→ CONSIGNE:
Corrigez le texte sur les jardins d'Ermenonville entre « Pour la BNF » et « nuancée du projet.) », bornes comprises, en remplaçant « jardins » par « parcs ».

→ TEXTE:

Pour la BNF il s'agit d'un véritable témoignage d'une "touriste" mais pour moi il s'agit avant tout d'un satiriste anonyme qui s'est couvert en écrivant sous forme de lettres comme c'était la mode dans ses années-là; pour en être sûr il faudrait courir les bibliothèques françaises et espérer remettre la main sur l'auteur véritable ou le manuscrit mais c'est un autre projet que le mien. 
Je disais donc que la narratrice qui écrit une lettre à une amie, lui décrit les fameux jardins d'Ermenonville où elle s'est rendue. Elle s'étonne de l'engouement des gens pour ce jardin qui entend reproduire une absence de jardin, si vous avez le temps, lisez-le c'est très drôle et assez court. (Je précise aussi que ces jardins avaient été érigés sur des anciens marais, ce qui explique peut-être la réussite nuancée du projet.)

Enregistrements d'un jeu de données:
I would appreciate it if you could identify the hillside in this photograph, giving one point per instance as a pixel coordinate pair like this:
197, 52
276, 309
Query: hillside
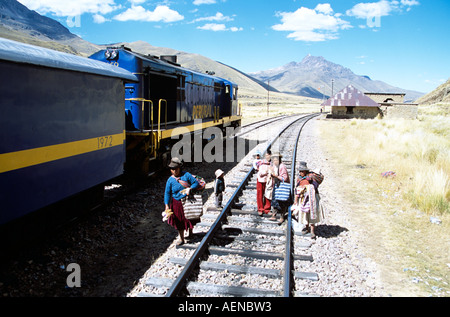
315, 72
439, 95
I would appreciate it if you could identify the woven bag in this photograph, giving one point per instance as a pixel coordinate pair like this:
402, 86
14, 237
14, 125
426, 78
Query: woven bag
193, 207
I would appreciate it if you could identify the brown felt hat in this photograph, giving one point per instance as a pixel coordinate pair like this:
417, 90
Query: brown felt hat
175, 163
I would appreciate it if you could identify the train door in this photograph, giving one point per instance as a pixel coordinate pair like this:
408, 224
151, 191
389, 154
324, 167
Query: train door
225, 110
162, 90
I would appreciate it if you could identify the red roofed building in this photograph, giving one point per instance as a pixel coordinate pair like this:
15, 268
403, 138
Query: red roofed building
352, 103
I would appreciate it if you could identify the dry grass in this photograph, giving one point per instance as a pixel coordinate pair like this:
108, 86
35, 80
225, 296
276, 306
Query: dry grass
394, 212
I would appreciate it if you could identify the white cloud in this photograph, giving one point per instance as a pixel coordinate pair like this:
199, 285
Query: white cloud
380, 8
160, 14
99, 19
200, 2
312, 25
218, 17
213, 27
372, 9
218, 27
324, 8
71, 8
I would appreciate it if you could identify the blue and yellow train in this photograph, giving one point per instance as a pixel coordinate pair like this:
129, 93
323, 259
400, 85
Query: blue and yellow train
166, 98
63, 128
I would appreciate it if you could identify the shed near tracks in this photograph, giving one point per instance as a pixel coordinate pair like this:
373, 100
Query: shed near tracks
352, 103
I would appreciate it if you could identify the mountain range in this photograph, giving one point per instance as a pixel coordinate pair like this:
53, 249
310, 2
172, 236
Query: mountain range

→ CORRIGÉ:
Pour la BNF il s'agit d'un véritable témoignage d'une "touriste" mais pour moi il s'agit avant tout d'un satiriste anonyme qui s'est couvert en écrivant sous forme de lettres comme c'était la mode dans ses années-là; pour en être sûr il faudrait courir les bibliothèques françaises et espérer remettre la main sur l'auteur véritable ou le manuscrit mais c'est un autre projet que le mien. 
Je disais donc que la narratrice qui écrit une lettre à une amie, lui décrit les fameux parcs d'Ermenonville où elle s'est rendue. Elle s'étonne de l'engouement des gens pour ce jardin qui entend reproduire une absence de jardin, si vous avez le temps, lisez-le c'est très drôle et assez court. (Je précise aussi que ces parcs avaient été érigés sur des anciens marais, ce qui explique peut-être la réussite nuancée du projet.)